MATERIAL PROVIDED —

──────────

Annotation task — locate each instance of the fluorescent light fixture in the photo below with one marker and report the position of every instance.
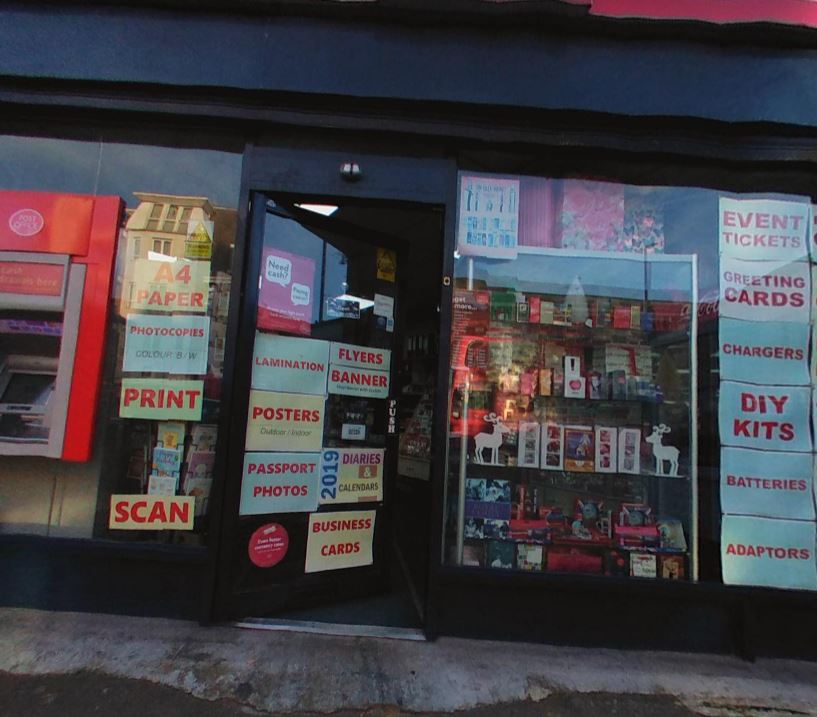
(326, 210)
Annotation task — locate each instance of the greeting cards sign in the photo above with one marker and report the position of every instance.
(764, 229)
(284, 422)
(768, 553)
(339, 540)
(285, 297)
(289, 363)
(764, 352)
(764, 290)
(768, 417)
(769, 484)
(166, 344)
(279, 483)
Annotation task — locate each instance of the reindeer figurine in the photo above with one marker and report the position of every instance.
(492, 440)
(663, 453)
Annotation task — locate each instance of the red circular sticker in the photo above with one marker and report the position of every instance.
(268, 545)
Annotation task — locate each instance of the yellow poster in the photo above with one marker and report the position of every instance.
(339, 540)
(284, 422)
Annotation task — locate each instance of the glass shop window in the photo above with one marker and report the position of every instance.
(630, 382)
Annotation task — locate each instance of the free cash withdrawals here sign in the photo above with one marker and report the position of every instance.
(166, 344)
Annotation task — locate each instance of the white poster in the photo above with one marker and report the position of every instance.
(767, 483)
(768, 553)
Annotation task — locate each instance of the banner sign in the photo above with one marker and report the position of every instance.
(352, 475)
(349, 381)
(179, 285)
(284, 422)
(769, 484)
(339, 540)
(166, 344)
(768, 553)
(764, 229)
(764, 352)
(770, 417)
(159, 398)
(151, 512)
(287, 363)
(279, 483)
(764, 291)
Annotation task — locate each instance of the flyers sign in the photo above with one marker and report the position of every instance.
(284, 422)
(769, 484)
(764, 353)
(279, 483)
(287, 363)
(764, 290)
(151, 512)
(768, 553)
(166, 344)
(339, 540)
(159, 399)
(764, 229)
(768, 417)
(179, 285)
(352, 475)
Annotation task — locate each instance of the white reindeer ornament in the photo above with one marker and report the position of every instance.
(492, 440)
(663, 453)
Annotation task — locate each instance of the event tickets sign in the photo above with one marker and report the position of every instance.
(166, 344)
(764, 229)
(764, 290)
(764, 352)
(287, 363)
(284, 422)
(339, 540)
(159, 398)
(180, 285)
(769, 417)
(769, 484)
(352, 475)
(768, 553)
(279, 483)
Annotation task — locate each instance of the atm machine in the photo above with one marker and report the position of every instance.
(56, 262)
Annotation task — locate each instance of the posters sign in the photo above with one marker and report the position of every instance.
(339, 540)
(166, 344)
(764, 352)
(769, 484)
(279, 483)
(284, 422)
(159, 398)
(768, 417)
(288, 363)
(768, 553)
(763, 229)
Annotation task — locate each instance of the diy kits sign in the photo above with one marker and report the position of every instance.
(166, 344)
(339, 540)
(279, 483)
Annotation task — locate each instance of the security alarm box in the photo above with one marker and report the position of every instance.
(56, 261)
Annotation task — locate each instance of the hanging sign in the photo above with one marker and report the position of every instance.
(339, 540)
(768, 484)
(764, 229)
(279, 483)
(166, 344)
(158, 399)
(768, 553)
(287, 363)
(352, 475)
(764, 291)
(284, 422)
(764, 352)
(770, 417)
(179, 285)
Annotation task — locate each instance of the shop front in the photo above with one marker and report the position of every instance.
(444, 361)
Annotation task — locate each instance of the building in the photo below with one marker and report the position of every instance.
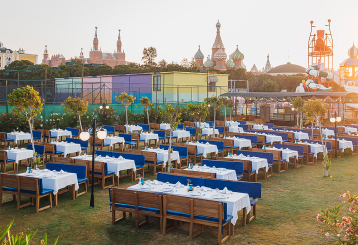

──────────

EXERCISE DETAILS — For each record above, write out every line exactly and skip the pictures.

OUTPUT OF THE TASK —
Annotation task — locate each instance of the fluorescent light fixture in the photo below with one marker and report the position of every instance.
(326, 210)
Annotation task — locate each instance of the greeting cards sign in the photo above with one marker and report the position of every instance.
(764, 229)
(284, 422)
(768, 553)
(339, 540)
(285, 297)
(289, 363)
(764, 352)
(764, 290)
(768, 417)
(769, 484)
(166, 344)
(279, 483)
Annotation task — locate each instance of the reindeer figurine in the photo above with one marker and report the position of every instance.
(492, 440)
(663, 453)
Annotation task — locate each instance of the red circular sticker in the photo above with one marker and report the position of every instance.
(268, 545)
Annotation task — locate each instance of the yellow poster in the photo above with one marker and report the position of every instance.
(339, 540)
(284, 422)
Annotation task — locate each instance of the glass shop window in the photo above with one marker and report the position of every instance.
(630, 382)
Annotation task — locate each instance of the free cash withdrawals here sign in the photo above with one marker and report the position of every instance.
(166, 344)
Annotation task — locate each instance of the white poster in the photo above with one marker and report the position of every instance.
(767, 483)
(768, 553)
Annotation task — locate each instance of the banner sign in the photo above with one marker and report the position of every instance.
(352, 475)
(349, 381)
(179, 285)
(284, 422)
(769, 484)
(339, 540)
(166, 344)
(768, 553)
(764, 229)
(764, 352)
(770, 417)
(159, 398)
(151, 512)
(287, 363)
(279, 483)
(764, 291)
Annotation task — locate each instance of the flyers sign in the photo above with one marker and report the position of every instance.
(284, 422)
(769, 484)
(764, 353)
(279, 483)
(287, 363)
(764, 290)
(151, 512)
(768, 553)
(166, 344)
(339, 540)
(159, 399)
(764, 229)
(768, 417)
(179, 285)
(352, 475)
Annotation task — locate each instance of the white reindeer ornament in the photo above with one marker and report the position of every instance.
(492, 440)
(663, 453)
Annotation task — locate each instance of the event tickets sign in the photo above with one marker and report the position of every instance.
(166, 344)
(764, 229)
(764, 290)
(764, 352)
(287, 363)
(284, 422)
(339, 540)
(159, 398)
(180, 285)
(769, 417)
(769, 484)
(352, 475)
(768, 553)
(279, 483)
Annotation task — locate each instance of the atm machine in the photo above with one marker and report the position of every instance.
(56, 262)
Annotation task — locate each instance of the posters sign in the photo above with one marker and report the position of every instance.
(339, 540)
(166, 344)
(764, 352)
(769, 484)
(279, 483)
(284, 422)
(159, 398)
(768, 417)
(288, 363)
(768, 553)
(763, 229)
Annotation task — locate each instance of the diy kits sign in the photo above with one marker and report the position of every instance.
(166, 344)
(339, 540)
(279, 483)
Annotation task — locate each instance of the security alarm box in the photo above with one marker and report the position of every instance.
(56, 261)
Annotation task — locate each instance of the hanging sign in the photo above with one marker and report the position of every instance.
(339, 540)
(768, 484)
(764, 229)
(279, 483)
(166, 344)
(158, 399)
(768, 553)
(287, 363)
(352, 475)
(764, 291)
(284, 422)
(764, 352)
(770, 417)
(179, 285)
Annotation task — locate each instance of the shop front in the photo above with one marker and report the position of every instance.
(444, 361)
Annotation task — locate each instance of the building in the photo below with one marker and report the position of every instance.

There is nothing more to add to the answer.